# What is needed
Starting at the line that contains "Definition first: for each instance of the elephant, the", copy each line through the final one exactly as written.

---------- Entries ----------

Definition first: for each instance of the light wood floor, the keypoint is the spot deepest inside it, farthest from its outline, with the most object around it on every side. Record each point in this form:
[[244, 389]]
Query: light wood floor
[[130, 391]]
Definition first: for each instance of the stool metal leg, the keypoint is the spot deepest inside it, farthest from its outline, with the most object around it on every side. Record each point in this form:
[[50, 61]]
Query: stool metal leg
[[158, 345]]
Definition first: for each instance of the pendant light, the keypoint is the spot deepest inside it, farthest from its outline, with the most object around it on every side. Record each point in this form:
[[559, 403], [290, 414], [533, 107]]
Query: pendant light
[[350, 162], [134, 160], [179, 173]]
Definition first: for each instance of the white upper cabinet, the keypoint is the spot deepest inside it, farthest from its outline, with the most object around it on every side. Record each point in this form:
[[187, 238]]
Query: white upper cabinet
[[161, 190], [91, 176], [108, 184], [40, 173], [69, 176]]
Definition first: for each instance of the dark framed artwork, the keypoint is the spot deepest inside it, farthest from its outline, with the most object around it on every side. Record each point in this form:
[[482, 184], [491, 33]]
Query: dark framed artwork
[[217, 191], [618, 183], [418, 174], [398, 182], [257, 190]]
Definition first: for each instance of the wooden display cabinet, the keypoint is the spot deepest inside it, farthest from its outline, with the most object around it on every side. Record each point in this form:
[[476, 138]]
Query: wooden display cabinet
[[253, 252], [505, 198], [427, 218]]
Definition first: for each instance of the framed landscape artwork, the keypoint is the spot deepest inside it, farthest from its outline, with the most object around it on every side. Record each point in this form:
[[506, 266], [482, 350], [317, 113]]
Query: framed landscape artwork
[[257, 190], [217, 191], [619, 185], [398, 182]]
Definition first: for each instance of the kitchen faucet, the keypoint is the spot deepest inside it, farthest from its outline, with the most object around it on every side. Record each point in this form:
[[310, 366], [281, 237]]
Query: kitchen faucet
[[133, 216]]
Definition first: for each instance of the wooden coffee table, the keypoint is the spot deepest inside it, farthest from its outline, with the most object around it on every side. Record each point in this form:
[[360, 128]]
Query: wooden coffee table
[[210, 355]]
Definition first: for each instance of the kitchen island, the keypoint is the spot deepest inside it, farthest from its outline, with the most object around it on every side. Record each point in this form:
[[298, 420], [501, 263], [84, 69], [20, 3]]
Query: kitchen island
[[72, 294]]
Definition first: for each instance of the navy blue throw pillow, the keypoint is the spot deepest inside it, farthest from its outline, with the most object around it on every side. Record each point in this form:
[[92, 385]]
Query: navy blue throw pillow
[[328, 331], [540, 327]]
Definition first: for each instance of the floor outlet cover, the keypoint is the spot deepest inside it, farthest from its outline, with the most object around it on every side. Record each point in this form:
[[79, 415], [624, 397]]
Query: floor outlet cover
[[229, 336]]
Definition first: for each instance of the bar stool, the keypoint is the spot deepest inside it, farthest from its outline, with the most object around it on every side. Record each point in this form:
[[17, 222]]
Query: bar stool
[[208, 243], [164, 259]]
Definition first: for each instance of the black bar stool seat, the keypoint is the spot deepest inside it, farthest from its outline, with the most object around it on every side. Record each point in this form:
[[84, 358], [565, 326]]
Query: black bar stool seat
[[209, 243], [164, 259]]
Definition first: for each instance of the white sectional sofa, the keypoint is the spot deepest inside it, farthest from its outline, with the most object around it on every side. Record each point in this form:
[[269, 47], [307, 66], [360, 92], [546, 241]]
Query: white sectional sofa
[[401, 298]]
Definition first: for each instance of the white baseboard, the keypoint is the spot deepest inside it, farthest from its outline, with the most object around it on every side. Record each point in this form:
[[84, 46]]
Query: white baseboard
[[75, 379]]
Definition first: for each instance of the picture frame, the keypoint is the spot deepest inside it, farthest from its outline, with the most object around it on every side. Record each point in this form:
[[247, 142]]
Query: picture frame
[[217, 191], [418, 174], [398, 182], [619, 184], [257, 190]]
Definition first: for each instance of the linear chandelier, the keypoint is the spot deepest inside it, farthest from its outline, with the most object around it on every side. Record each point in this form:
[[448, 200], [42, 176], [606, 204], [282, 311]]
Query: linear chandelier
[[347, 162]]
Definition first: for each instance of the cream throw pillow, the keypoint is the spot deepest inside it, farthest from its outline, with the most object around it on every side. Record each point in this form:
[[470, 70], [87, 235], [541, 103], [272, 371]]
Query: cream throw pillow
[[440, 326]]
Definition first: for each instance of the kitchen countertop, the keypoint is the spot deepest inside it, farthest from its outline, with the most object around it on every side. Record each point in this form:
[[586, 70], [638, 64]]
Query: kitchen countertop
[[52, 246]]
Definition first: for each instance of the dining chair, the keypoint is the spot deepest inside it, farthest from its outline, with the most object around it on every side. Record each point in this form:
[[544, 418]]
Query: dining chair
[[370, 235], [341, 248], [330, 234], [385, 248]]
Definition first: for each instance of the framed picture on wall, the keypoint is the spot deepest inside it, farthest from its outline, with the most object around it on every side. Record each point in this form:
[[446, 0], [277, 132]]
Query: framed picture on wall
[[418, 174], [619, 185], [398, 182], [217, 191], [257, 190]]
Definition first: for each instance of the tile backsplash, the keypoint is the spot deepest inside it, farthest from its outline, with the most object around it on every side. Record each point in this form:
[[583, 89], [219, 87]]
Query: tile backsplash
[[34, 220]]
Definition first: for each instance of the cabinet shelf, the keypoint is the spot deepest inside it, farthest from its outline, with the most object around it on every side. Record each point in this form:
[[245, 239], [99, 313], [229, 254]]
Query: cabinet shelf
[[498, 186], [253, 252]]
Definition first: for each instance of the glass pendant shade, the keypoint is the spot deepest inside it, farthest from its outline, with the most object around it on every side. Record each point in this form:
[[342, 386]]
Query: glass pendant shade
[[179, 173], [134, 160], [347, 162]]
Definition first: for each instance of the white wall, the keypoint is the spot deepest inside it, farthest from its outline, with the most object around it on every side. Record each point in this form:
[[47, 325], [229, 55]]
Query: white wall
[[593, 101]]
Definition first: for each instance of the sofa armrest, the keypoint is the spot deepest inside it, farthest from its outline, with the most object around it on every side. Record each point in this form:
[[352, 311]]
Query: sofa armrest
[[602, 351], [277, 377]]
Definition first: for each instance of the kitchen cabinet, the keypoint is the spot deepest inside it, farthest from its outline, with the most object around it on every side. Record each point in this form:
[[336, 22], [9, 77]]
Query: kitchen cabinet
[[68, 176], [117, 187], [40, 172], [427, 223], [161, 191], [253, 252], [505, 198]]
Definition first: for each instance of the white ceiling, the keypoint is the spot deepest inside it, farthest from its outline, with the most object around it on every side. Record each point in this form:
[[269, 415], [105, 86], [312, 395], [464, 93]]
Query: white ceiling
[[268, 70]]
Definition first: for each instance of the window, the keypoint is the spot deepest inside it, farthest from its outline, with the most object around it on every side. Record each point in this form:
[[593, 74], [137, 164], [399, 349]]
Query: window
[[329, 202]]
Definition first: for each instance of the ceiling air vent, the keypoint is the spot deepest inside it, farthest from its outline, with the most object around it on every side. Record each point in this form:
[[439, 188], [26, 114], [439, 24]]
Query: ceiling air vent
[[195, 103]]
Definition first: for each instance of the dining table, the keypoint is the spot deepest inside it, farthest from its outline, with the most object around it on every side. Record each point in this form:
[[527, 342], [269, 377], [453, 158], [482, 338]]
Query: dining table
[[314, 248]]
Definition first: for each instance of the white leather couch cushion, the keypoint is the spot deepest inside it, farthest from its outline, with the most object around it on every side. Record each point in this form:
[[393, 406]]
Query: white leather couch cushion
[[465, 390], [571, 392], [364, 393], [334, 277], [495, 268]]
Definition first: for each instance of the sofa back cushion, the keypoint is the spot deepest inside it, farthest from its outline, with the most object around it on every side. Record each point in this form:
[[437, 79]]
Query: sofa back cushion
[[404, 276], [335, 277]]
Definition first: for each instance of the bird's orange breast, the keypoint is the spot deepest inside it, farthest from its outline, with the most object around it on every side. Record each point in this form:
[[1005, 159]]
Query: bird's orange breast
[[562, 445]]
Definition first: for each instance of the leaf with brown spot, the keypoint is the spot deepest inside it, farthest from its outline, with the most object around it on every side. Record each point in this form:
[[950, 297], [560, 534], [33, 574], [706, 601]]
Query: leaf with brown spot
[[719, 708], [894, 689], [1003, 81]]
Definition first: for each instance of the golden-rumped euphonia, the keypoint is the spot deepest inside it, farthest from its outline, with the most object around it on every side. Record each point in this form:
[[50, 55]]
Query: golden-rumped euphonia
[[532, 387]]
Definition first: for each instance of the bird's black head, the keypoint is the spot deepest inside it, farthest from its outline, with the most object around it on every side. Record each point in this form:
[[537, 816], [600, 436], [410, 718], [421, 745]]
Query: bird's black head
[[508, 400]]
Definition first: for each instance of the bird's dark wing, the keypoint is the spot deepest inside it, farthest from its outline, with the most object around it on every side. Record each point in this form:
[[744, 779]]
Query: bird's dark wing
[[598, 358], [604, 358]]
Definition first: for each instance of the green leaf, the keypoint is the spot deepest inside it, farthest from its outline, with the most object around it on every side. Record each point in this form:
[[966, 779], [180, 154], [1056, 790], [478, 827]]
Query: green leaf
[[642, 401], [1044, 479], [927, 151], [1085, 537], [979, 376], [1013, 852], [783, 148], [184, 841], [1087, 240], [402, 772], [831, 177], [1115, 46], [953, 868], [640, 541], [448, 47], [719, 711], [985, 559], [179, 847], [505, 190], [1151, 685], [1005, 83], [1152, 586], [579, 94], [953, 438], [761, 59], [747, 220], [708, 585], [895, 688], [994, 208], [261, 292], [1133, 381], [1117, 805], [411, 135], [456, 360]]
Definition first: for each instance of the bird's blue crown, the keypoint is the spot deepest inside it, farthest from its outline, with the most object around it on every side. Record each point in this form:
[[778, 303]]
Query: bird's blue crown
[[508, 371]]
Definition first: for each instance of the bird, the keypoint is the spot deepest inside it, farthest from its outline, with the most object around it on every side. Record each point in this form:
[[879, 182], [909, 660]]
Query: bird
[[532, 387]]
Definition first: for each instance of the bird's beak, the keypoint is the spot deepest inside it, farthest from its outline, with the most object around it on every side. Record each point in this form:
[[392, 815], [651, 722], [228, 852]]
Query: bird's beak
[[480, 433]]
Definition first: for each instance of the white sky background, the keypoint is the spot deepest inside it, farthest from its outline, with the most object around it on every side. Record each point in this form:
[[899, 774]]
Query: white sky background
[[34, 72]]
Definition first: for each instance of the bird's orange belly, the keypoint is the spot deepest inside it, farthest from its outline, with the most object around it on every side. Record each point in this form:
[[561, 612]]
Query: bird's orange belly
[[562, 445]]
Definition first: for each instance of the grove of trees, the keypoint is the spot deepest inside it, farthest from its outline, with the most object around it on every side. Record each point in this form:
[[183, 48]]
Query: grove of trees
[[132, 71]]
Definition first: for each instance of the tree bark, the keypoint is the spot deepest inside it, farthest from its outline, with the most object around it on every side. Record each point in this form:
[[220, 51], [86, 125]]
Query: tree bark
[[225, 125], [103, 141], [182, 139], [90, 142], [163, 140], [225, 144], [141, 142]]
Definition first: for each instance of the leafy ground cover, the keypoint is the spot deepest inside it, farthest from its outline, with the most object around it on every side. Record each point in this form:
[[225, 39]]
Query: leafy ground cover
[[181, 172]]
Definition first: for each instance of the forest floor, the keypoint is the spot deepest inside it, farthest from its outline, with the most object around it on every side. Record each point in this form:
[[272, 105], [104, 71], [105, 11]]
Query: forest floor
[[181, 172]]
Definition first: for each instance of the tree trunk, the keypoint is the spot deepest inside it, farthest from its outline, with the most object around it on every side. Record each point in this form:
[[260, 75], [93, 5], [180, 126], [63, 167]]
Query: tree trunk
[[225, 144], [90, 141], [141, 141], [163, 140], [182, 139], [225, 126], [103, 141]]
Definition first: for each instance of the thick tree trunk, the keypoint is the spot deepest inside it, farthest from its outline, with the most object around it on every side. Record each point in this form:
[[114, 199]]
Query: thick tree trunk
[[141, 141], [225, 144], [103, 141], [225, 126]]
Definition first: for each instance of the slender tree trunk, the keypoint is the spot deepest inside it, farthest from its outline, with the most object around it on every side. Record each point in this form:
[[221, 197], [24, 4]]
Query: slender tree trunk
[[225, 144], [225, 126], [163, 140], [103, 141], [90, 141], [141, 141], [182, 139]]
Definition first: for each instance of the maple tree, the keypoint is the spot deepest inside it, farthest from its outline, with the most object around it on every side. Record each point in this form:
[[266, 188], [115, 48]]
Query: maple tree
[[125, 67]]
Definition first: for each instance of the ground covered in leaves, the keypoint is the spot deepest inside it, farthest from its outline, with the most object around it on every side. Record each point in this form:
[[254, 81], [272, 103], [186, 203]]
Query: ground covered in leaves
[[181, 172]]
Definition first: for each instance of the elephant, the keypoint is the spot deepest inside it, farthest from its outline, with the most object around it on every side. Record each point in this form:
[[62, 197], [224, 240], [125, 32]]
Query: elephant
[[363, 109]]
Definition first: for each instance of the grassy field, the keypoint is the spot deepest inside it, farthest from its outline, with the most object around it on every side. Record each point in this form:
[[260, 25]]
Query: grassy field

----------

# Result
Definition first: for each instance of the elephant, the keypoint is the spot deepest inside it, farthest from its outline, with the most object around it on every side. Record each point in this form:
[[62, 197], [224, 240], [125, 32]]
Query: elephant
[[363, 109]]
Definition first: for each instance of the grassy field, the keypoint is the spot deepest inside it, farthest from its outline, with the most object around it on every side. Record each point in this form:
[[260, 25]]
Query: grassy field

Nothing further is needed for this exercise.